§ **DIRECTIONS**
Extract all of the records below, reproducing every line verbatim.

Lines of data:
===

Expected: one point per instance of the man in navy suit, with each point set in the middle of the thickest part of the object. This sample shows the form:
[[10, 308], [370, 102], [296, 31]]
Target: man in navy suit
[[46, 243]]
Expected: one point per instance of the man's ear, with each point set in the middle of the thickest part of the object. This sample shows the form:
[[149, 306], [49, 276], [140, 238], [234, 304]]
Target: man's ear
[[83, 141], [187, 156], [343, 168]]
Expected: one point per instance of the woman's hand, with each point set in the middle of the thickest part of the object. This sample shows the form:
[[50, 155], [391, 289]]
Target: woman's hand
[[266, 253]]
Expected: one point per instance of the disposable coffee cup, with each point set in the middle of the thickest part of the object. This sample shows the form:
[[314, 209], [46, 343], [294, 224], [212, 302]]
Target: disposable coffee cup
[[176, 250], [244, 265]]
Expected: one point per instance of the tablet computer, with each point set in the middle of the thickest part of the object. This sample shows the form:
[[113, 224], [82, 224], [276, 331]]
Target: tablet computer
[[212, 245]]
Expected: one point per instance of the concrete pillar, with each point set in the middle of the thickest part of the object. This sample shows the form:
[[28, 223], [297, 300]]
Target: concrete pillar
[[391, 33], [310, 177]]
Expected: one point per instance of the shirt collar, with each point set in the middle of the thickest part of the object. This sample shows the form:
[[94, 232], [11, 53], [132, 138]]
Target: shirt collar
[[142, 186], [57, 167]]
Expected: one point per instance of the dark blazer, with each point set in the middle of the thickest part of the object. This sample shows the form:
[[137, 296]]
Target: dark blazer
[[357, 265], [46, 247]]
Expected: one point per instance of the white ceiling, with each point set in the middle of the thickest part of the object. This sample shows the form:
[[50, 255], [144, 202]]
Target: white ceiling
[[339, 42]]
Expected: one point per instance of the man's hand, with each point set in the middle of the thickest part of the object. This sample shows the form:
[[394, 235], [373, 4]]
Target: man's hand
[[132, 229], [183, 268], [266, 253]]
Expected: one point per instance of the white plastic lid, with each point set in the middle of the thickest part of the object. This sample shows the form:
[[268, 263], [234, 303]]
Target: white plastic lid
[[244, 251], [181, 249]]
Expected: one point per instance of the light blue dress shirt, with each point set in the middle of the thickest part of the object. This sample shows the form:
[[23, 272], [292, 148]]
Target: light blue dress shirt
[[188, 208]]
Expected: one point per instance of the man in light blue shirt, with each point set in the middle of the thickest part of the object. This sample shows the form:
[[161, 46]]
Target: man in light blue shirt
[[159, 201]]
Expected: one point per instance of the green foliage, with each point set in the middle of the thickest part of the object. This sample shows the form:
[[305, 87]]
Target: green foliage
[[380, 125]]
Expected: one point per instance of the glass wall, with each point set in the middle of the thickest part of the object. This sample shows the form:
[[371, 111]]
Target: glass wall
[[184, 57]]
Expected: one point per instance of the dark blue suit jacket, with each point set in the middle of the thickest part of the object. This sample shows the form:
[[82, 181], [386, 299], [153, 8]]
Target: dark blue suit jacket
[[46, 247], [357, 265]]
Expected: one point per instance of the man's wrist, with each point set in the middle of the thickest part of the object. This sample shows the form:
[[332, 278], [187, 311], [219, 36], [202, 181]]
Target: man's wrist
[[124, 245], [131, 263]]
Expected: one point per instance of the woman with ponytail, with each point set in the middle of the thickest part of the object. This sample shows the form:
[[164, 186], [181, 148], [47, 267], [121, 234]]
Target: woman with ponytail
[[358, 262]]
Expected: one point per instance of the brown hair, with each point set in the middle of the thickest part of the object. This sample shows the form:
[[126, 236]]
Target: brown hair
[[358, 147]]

===

§ **FINAL RESULT**
Expected: one point per instance of the man in navy suit, with each point set in the middle of the thickest part of the object. This sample shows the form:
[[10, 308], [370, 102], [296, 31]]
Target: man in navy suit
[[46, 243]]
Expected: one point per instance of the man's ear, with each point set in the middle of the thickest part of the object. This sample shows the form:
[[149, 306], [49, 276], [140, 238], [234, 304]]
Target: man's ear
[[83, 141], [187, 156], [343, 168]]
Expected: one point per instance of the woman's hand, with each point set in the middle of the thickest part of the object. This sample shows the form:
[[50, 155], [391, 289]]
Target: woman's hand
[[266, 253]]
Expected: one point per instance of the disposable coffee cup, with each point set in the middle of the thickest part of the object. This sample shows the form:
[[314, 209], [46, 343], [294, 224], [212, 302]]
Target: disposable coffee cup
[[176, 250], [244, 265]]
Expected: one point per instance of the tablet computer, with each point set in the middle of the thickest part of the object. This sample shows the form:
[[113, 224], [82, 224], [276, 331]]
Target: tablet computer
[[212, 245]]
Expected: one point per instance of the concrete pillar, with each point set in the middle of the thickest part of the object. This sample shows the form:
[[28, 223], [297, 300]]
Target: concrete pillar
[[391, 33], [310, 177]]
Expected: one point per instance of the shirt collar, with each point set in the middle of the thickest part of the object. This sample shows the form:
[[94, 232], [11, 53], [132, 138]]
Target: shirt collar
[[142, 186], [57, 167]]
Expected: one point per instance of the dark blazer, with each point set in the middle of the thickest part of the object. This sample shows the form:
[[137, 296]]
Target: dark blazer
[[357, 265], [46, 247]]
Expected: one point per instance of the white ceiling, with each point set in the middle of the thickest part of the object. This sample shows the form:
[[50, 255], [144, 202]]
Target: white ceiling
[[339, 42]]
Expected: one point per instance of the man's hand, with each point set in the middle of the thickest part of the object. This sample shows the form:
[[394, 235], [373, 4]]
Target: man's hand
[[132, 229], [183, 268], [266, 253]]
Expected: one point per instance of the white plastic lid, with each point set in the middle of the thickest part of the object. This sample shows the form:
[[268, 263], [234, 303]]
Target: white plastic lid
[[244, 251], [181, 249]]
Expected: one point per instance of the light blue dress shirt, with each point set in the middle of the thickest part of the object. This sample shows the form:
[[23, 272], [292, 148]]
Target: light blue dress shirt
[[188, 208]]
Expected: one point per instance of the man in light blue shirt, with each point set in the middle of the thickest part of the object. This sample shows the form:
[[161, 46]]
Target: man in light blue shirt
[[159, 201]]
Expected: one point per instance of the green foliage, with each point set in the middle of the thickest part of the object. This sample shows the form:
[[305, 87]]
Target: green foliage
[[380, 125]]
Expected: one point per instance of the glass wall, with each point set in the middle of the thickest part of the object. This sample shows the form:
[[371, 111]]
Target: glass wall
[[184, 57]]
Expected: one point per instance of the dark blue suit jacket, with each point set in the middle of the thickest part of the object. This sample shows the form:
[[82, 181], [386, 299], [153, 8]]
Target: dark blue suit jacket
[[46, 247], [357, 265]]
Expected: one point per instance of the man's wrist, with each point set in the middle of the thickest part of the object. This sample shows the form:
[[332, 278], [187, 311], [219, 36], [202, 181]]
Target: man's wrist
[[124, 245], [131, 263]]
Expected: one point per instance of the woman with ponytail, with each point set in the middle of the thickest part of the object. This sample shows the form:
[[164, 186], [181, 148], [47, 267], [121, 234]]
Target: woman with ponytail
[[358, 262]]
Expected: one point per instance of the brown hair, with each point set in the middle of the thickest part of the object. This sample shows the form:
[[126, 236]]
Target: brown hair
[[358, 147]]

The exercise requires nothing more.